Records excerpted from a collection:
--- START ---
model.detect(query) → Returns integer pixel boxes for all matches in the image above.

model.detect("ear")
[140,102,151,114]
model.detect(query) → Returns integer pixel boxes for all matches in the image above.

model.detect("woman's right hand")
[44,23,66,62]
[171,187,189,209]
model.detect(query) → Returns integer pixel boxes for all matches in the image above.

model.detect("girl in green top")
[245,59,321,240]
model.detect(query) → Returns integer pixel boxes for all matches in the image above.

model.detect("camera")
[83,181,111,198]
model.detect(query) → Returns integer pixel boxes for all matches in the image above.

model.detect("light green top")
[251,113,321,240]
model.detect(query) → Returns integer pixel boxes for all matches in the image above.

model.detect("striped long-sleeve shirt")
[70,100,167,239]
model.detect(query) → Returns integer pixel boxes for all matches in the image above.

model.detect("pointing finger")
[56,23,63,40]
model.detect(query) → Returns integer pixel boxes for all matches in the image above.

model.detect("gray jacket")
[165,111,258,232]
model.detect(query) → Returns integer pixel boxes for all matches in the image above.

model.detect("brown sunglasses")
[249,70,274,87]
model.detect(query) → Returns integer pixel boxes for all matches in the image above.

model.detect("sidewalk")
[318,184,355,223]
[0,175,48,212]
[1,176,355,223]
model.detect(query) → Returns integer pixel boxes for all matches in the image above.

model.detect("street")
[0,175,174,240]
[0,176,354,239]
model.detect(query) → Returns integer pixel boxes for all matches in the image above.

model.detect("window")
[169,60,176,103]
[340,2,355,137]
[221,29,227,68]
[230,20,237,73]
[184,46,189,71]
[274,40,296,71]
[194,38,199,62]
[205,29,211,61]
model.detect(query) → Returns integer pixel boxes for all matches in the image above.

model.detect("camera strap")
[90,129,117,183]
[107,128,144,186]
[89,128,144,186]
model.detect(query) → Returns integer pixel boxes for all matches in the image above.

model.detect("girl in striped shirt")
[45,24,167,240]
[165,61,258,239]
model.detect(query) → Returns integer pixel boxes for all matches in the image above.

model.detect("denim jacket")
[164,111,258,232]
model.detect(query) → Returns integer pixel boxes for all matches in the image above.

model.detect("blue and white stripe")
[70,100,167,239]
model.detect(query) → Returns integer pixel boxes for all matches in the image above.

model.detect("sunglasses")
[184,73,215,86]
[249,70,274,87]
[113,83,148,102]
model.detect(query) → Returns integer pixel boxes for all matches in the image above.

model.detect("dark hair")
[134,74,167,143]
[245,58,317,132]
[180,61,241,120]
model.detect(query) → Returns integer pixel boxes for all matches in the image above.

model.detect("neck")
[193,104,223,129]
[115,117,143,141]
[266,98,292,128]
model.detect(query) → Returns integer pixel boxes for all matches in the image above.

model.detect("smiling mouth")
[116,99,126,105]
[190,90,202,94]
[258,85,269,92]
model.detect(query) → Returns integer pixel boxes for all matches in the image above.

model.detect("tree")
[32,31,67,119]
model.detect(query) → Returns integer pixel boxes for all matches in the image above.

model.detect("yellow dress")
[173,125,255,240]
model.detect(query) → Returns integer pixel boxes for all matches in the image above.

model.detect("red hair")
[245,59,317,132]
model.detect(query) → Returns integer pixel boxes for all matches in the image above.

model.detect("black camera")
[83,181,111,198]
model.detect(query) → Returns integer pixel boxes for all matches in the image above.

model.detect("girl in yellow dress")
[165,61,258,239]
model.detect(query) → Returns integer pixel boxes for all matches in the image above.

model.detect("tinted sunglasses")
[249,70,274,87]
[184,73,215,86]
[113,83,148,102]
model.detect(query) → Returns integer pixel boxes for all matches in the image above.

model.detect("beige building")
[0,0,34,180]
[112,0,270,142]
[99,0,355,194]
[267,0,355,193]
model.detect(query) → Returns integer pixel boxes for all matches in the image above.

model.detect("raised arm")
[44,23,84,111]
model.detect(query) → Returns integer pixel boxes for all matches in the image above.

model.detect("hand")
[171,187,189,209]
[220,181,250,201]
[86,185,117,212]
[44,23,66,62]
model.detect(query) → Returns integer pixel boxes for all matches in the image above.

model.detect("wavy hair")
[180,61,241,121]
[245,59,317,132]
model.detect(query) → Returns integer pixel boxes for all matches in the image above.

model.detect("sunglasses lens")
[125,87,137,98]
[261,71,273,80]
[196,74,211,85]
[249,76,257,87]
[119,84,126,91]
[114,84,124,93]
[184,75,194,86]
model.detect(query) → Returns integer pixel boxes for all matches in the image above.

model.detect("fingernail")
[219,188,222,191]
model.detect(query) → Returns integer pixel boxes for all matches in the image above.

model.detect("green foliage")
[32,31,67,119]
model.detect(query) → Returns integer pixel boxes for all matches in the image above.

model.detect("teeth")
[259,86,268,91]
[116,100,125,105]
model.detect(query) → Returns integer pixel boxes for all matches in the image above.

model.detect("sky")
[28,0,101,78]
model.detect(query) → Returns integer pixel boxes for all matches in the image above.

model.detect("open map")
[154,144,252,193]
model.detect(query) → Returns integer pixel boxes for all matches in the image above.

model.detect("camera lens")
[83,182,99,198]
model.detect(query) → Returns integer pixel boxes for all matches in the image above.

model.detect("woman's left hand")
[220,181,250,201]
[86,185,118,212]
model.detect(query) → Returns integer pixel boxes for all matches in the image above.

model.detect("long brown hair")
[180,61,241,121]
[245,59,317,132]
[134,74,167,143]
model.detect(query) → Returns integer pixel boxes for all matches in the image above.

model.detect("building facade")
--- END ---
» **Problem to work on**:
Go through the records above and set each one down exactly, please.

» **Solved problem**:
model.detect(query) → Returns integer pixel boxes for all matches in the image above.

model.detect("ear")
[140,102,151,114]
model.detect(query) → Returns integer pixel boxes for all matches in the image above.

model.detect("woman's right hand")
[44,23,66,62]
[171,187,189,209]
model.detect(query) → Returns integer pixel boxes for all matches in the image above.

model.detect("girl in green top")
[245,59,321,240]
model.detect(query) → Returns integer pixel boxes for all matches in the image above.

model.detect("camera")
[83,181,111,198]
model.detect(query) → Returns integer pixel boxes for all matches in the image above.

model.detect("light green top")
[251,113,321,240]
model.detect(query) → Returns integer pixel boxes for all matches in the image above.

model.detect("striped long-sleeve shirt")
[70,100,167,239]
model.detect(query) → Returns integer pixel boxes for all matches in the image above.

model.detect("pointing finger")
[56,23,63,40]
model.detect(query) → Returns integer pixel boxes for all matches in the image above.

model.detect("gray jacket")
[165,111,258,232]
model.detect(query) → Returns integer pixel boxes for all matches in the image above.

model.detect("brown sunglasses")
[249,70,274,87]
model.detect(query) → Returns integer pixel boxes for all matches in the image above.

model.detect("sidewalk")
[318,184,355,223]
[0,175,48,212]
[1,176,355,223]
model.detect(query) → Returns integer pixel boxes for all matches in the image above.

model.detect("street")
[0,175,174,240]
[0,176,354,239]
model.detect(query) → Returns integer pixel boxes for all matches in the image above.

model.detect("window")
[169,60,176,103]
[340,2,355,137]
[221,29,227,68]
[230,20,237,73]
[184,46,189,71]
[274,40,296,71]
[194,38,199,62]
[205,29,211,61]
model.detect(query) → Returns integer pixel boxes for all matches in the image above.

model.detect("camera strap")
[90,129,117,183]
[107,128,144,186]
[89,128,144,186]
model.detect(query) → Returns integer pixel boxes for all matches in the image above.

model.detect("girl in striped shirt")
[45,24,167,240]
[165,61,258,239]
model.detect(query) → Returns integer pixel boxes for all matches in the image above.

model.detect("denim jacket")
[164,111,258,232]
model.detect(query) → Returns integer pixel boxes for all matches in the image above.

model.detect("blue and white stripe")
[70,100,167,239]
model.detect(query) → Returns integer pixel boxes for all matches in the image above.

model.detect("sunglasses")
[184,73,215,86]
[249,70,274,87]
[113,83,148,102]
model.detect(query) → Returns integer pixel boxes for all matches in the image above.

model.detect("dark hair")
[134,74,167,143]
[245,58,317,132]
[180,61,241,120]
model.detect(query) → Returns integer pixel boxes for all matches in the image above.

model.detect("neck")
[193,104,223,129]
[115,117,143,141]
[266,98,292,128]
model.detect(query) → Returns integer pixel boxes for all matches in the image above.

model.detect("smiling mouth")
[116,99,126,105]
[190,90,202,94]
[258,85,269,92]
model.detect(query) → Returns integer pixel boxes for all matches in the image above.

model.detect("tree")
[32,31,67,119]
model.detect(query) → Returns integer pixel boxes for all matches in the image above.

model.detect("yellow dress")
[173,125,255,240]
model.detect(query) → Returns integer pixel boxes for all matches in the image above.

model.detect("red hair")
[245,59,317,132]
model.detect(query) → Returns integer pixel boxes for all matches in the image above.

model.detect("black camera")
[83,181,111,198]
model.detect(query) → Returns integer pixel boxes for all matches in the image above.

model.detect("girl in yellow dress")
[165,61,258,239]
model.detect(query) → Returns integer pixel boxes for all matches in the image above.

model.detect("tinted sunglasses")
[249,70,274,87]
[184,73,215,86]
[113,83,148,102]
model.detect(query) → Returns integer pixel boxes for all matches in the image above.

model.detect("beige building")
[0,0,34,180]
[112,0,270,142]
[99,0,355,194]
[267,0,355,193]
model.detect(query) → Returns integer pixel boxes for all matches in the image above.

model.detect("raised arm")
[44,23,84,111]
model.detect(query) → Returns integer pixel boxes for all matches in the image above.

model.detect("hand")
[171,187,189,209]
[220,181,250,201]
[86,185,117,212]
[44,23,66,62]
model.detect(query) → Returns integer pixel boxes for all matches in the image above.

model.detect("wavy hair")
[180,61,241,121]
[245,59,317,132]
model.detect(query) → Returns integer pixel boxes for all matches in the image above.

model.detect("sunglasses lens")
[125,87,137,98]
[261,71,273,80]
[196,74,211,85]
[249,76,257,87]
[119,84,126,91]
[114,84,124,93]
[184,75,194,86]
model.detect(query) → Returns integer pixel boxes for all matches in the image above.

model.detect("fingernail")
[219,188,222,191]
model.detect(query) → Returns integer pixel boxes for all matches in the image above.

model.detect("green foliage")
[32,31,67,119]
model.detect(query) → Returns integer pixel boxes for all matches in the image above.

model.detect("teeth")
[259,86,268,91]
[116,100,125,105]
model.detect(query) → Returns integer pixel boxes for all matches in the image above.

model.detect("sky")
[28,0,101,78]
model.detect(query) → Returns integer pixel boxes for all matches in the image above.

model.detect("open map")
[154,144,252,193]
model.detect(query) → Returns integer pixel boxes for all matches in the image above.

model.detect("camera lens")
[83,182,99,198]
model.detect(query) → Returns integer pixel boxes for all matches in the image above.

model.detect("woman's left hand")
[220,181,250,201]
[86,185,118,212]
model.detect(query) → Returns integer pixel boxes for all matches in the image above.

model.detect("long brown hair")
[180,61,241,121]
[245,59,317,132]
[134,74,167,143]
model.detect(query) → Returns integer pixel boxes for all matches in the image above.

model.detect("building facade")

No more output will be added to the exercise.